(Given instruction):
Locate the line that contains "Thank you for the photograph. Please indicate the horse's reins". Print it and each following line through the end of the listing, verbatim, and nothing more.

## start Material supplied

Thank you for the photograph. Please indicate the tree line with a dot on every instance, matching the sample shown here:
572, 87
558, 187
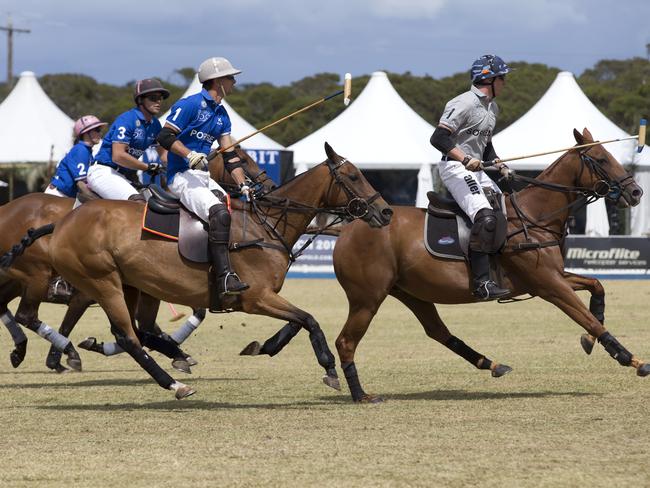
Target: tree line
619, 88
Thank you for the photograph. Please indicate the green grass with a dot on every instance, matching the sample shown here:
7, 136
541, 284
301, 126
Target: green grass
561, 418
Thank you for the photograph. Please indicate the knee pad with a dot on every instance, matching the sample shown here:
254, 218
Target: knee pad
488, 232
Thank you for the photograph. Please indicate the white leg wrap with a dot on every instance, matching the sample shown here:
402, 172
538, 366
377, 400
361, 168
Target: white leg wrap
14, 329
185, 330
59, 341
111, 349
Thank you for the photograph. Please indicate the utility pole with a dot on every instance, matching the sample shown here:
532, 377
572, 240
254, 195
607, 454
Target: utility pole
10, 29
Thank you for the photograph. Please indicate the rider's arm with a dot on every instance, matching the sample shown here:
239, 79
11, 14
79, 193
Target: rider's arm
123, 158
232, 161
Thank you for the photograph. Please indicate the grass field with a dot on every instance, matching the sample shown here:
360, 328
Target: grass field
561, 418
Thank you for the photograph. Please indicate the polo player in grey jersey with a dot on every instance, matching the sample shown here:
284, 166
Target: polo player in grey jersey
464, 137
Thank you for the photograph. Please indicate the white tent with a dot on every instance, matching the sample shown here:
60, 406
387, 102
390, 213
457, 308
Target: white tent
549, 125
240, 128
377, 131
32, 128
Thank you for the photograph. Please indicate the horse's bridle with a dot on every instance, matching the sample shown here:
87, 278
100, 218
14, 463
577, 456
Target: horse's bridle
357, 207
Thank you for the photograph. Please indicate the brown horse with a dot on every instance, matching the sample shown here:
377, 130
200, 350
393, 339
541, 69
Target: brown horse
112, 259
30, 274
399, 265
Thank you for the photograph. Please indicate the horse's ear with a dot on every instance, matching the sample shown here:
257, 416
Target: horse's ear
331, 153
578, 136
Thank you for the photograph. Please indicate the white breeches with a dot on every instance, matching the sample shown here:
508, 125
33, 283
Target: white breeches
53, 190
194, 188
109, 184
466, 186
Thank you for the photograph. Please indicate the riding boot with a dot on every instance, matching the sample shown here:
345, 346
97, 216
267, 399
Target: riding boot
223, 280
484, 287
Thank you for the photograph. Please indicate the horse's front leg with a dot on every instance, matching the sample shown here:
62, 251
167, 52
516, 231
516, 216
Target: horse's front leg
596, 303
273, 305
560, 293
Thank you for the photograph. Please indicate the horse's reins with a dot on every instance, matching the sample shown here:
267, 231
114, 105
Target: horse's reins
357, 207
589, 195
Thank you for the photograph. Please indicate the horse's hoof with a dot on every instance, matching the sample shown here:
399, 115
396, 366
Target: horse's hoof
18, 354
587, 343
332, 382
643, 370
182, 391
181, 364
370, 399
89, 343
253, 349
73, 359
500, 370
59, 368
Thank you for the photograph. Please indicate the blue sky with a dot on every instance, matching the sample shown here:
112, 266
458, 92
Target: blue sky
280, 41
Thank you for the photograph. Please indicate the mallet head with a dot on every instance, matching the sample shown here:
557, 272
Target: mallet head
347, 89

## end Material supplied

(Expected answer):
Thank you for the photograph. Please indicate the horse's reins with a dot on every instance, matching the sample shown here:
267, 231
114, 105
Target: horse's reins
357, 207
589, 195
Thank you for the photograph. Please indicate the horse's hoof with a dot on every instance, matching the sample shown here:
399, 115
396, 366
Target: horse's hoof
18, 354
587, 343
332, 382
643, 370
182, 391
181, 364
370, 399
89, 343
253, 349
73, 359
500, 370
59, 368
Thank you for the photograph. Please indicate the blue sky with a dot on every instance, matching the sample shown here:
112, 266
458, 92
Target: blue sky
280, 41
Thank you for the photograph. Please indicate the mallet head with a dot on every instance, matching the sample shown here:
557, 272
Target: mallet head
347, 89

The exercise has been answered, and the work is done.